Pakistani schoolgirl Malala able to stand
LONDON - Pakistani schoolgirl Malala Yousafzai has stood up with help for the first time since she was shot in the head by the Taliban but remains seriously ill, doctors treating her at a British hospital said Friday.
Malala is unable to talk due to the breathing tube inserted into her windpipe but she can communicate by writing, said Dave Rosser, the medical director at the Queen Elizabeth Hospital in Birmingham, central England.
The teenager escaped certain death by a matter of centimetres (inches), with the bullet grazing the edge of her brain, he said.
The hospital released a first picture of Malala, in her hospital bed, clutching a teddy bear.
"Malala is still showing some signs of infection... in the bullet track which is our key source of concern," Rosser told reporters outside the hospital.
"It's clear that she is not out of the woods yet.
"Having said that, she is doing very well. In fact, she was standing with some help for the first time this morning when I went in to see her."
In an attack which outraged the world, Malala was shot on a school bus in the former Taliban stronghold of Pakistan's Swat valley on October 9 as a punishment for campaigning for the right of girls to an education.

▶ _DATA_:

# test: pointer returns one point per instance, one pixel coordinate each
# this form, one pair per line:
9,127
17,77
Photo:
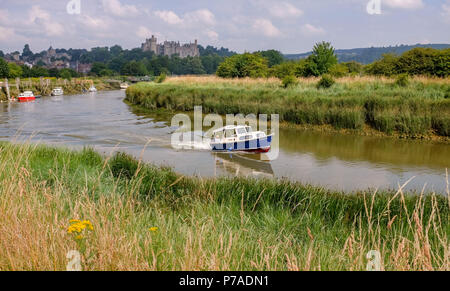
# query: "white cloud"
114,7
41,18
169,16
6,33
202,16
266,27
213,35
404,4
94,22
4,16
143,32
311,30
284,9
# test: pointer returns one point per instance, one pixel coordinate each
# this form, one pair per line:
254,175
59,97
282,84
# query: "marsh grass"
213,224
420,108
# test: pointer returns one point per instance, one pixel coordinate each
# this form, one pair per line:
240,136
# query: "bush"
161,78
402,80
325,82
289,81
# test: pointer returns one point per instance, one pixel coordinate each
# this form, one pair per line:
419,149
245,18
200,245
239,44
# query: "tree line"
323,60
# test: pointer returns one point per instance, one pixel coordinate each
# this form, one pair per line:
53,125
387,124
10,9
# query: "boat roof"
230,127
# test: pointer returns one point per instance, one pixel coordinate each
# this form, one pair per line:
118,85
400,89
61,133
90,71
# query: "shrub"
402,80
325,82
161,78
289,81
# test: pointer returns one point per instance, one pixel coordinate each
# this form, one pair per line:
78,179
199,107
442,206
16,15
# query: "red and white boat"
26,96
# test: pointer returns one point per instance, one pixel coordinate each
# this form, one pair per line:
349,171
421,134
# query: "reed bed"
417,110
148,218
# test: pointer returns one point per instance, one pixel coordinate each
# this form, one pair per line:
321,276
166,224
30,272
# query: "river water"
339,162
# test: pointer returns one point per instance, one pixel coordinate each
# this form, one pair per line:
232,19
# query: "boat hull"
260,145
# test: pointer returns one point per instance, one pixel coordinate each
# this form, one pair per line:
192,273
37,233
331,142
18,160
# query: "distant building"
170,48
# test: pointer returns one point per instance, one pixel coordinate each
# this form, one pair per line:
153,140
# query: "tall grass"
214,224
417,109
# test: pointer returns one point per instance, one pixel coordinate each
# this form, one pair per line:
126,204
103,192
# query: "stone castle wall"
170,48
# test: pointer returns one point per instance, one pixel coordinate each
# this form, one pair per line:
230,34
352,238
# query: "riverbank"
375,106
149,218
45,86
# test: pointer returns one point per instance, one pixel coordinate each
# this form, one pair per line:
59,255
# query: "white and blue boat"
240,139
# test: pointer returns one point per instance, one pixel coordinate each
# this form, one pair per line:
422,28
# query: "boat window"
241,130
230,133
218,134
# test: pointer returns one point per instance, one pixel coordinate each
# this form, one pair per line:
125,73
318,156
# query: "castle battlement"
170,48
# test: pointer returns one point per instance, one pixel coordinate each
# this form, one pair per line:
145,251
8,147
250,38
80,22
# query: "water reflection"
342,162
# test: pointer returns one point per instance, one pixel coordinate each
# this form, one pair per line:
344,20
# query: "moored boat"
240,138
57,91
26,96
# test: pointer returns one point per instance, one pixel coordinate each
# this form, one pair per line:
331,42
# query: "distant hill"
369,55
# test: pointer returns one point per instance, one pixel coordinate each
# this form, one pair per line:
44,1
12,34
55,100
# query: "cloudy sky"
291,26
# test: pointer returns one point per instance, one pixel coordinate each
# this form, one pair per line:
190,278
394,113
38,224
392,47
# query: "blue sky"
241,25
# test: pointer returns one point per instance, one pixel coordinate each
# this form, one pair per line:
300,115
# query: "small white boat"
57,91
26,96
240,138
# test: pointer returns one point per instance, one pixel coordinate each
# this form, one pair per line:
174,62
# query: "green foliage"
4,68
419,61
15,71
289,81
65,75
322,58
241,66
339,71
402,80
134,68
161,78
273,57
283,70
412,111
326,82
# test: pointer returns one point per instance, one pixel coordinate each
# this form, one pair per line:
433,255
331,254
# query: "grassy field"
420,109
134,216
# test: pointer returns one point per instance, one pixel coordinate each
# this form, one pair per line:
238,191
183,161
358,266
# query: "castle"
169,48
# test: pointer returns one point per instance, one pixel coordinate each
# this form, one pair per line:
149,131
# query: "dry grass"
198,234
201,80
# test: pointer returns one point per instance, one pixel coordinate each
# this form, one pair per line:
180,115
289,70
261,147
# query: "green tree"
338,71
4,69
387,66
273,57
26,51
15,71
323,58
97,68
244,65
65,75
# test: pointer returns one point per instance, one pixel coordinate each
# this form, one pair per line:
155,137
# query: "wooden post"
7,89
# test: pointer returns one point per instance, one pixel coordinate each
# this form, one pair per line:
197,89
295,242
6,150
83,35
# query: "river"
339,162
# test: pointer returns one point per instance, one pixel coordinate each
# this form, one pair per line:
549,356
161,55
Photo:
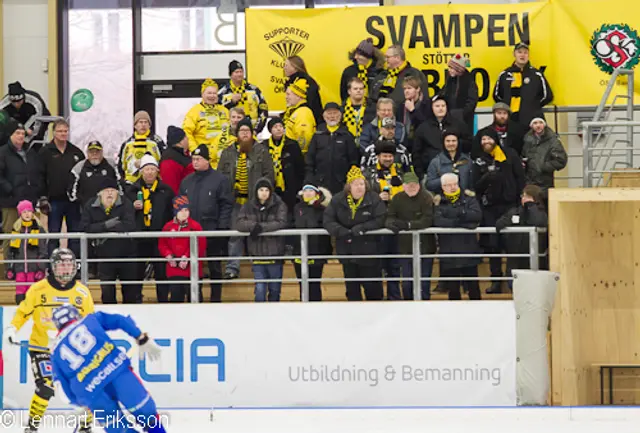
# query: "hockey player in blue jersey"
94,373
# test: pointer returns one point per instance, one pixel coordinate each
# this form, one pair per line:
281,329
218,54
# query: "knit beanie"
16,92
141,115
354,173
24,205
174,135
234,66
180,202
300,87
365,48
459,63
273,122
202,151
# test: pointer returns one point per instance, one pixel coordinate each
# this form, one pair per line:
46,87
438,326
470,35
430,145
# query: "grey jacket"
272,216
544,155
259,164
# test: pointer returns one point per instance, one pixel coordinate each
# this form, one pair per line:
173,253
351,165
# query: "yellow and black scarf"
516,89
390,82
146,200
275,150
241,90
354,204
363,75
498,154
389,178
453,197
354,118
242,178
26,227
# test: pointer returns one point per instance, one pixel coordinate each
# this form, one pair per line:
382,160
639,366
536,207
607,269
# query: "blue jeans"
64,209
268,272
406,268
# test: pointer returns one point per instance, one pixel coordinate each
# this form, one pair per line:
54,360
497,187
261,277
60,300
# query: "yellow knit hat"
354,173
208,83
300,87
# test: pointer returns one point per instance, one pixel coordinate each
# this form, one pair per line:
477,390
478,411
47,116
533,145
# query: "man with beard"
332,152
511,133
243,165
389,82
428,138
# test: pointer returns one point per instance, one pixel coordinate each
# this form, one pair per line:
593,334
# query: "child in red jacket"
176,251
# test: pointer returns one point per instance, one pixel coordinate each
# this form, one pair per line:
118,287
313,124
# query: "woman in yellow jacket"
206,121
300,124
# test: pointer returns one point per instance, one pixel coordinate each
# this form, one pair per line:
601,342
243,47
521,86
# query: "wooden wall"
595,246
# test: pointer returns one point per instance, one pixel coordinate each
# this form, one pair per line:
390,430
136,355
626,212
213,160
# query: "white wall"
25,28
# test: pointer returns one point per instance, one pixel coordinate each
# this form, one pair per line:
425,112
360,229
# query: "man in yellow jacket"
206,120
299,122
58,289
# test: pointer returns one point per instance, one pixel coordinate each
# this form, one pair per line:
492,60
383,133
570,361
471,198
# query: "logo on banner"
285,42
615,46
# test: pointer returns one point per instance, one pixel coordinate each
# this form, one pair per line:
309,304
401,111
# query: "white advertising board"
314,355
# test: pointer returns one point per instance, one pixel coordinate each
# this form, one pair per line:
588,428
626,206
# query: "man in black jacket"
24,106
88,176
510,132
19,179
523,88
56,160
332,152
152,201
211,203
111,213
498,180
428,139
461,91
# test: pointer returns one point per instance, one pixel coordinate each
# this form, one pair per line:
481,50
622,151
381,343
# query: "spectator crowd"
386,156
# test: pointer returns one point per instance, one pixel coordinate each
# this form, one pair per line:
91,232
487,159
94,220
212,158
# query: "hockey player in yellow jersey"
299,122
135,147
241,94
59,288
206,120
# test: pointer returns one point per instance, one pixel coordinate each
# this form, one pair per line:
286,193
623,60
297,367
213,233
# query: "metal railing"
194,261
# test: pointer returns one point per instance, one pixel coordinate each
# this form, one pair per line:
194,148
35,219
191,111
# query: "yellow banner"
561,34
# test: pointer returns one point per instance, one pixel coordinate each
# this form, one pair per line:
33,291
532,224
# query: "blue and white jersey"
85,359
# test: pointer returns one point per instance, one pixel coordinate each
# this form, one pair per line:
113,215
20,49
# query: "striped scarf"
390,82
275,150
363,71
389,178
241,90
146,207
242,179
354,205
353,117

▶ _REQUIRED ACTIONS_:
1 - Rewrite the part of the Malala news story starting with "The teenager escaped" and going on through "to an education.", changing "teddy bear" to "stuffed animal".
2 - According to the Malala news story, how can she communicate while the breathing tube is in her windpipe?

▶ _SOLUTIONS BELOW_:
1 -
The teenager escaped certain death by a matter of centimetres (inches), with the bullet grazing the edge of her brain, he said.
The hospital released a first picture of Malala, in her hospital bed, clutching a stuffed animal.
"Malala is still showing some signs of infection... in the bullet track which is our key source of concern," Rosser told reporters outside the hospital.
"It's clear that she is not out of the woods yet.
"Having said that, she is doing very well. In fact, she was standing with some help for the first time this morning when I went in to see her."
In an attack which outraged the world, Malala was shot on a school bus in the former Taliban stronghold of Pakistan's Swat valley on October 9 as a punishment for campaigning for the right of girls to an education.

2 - She can communicate by writing.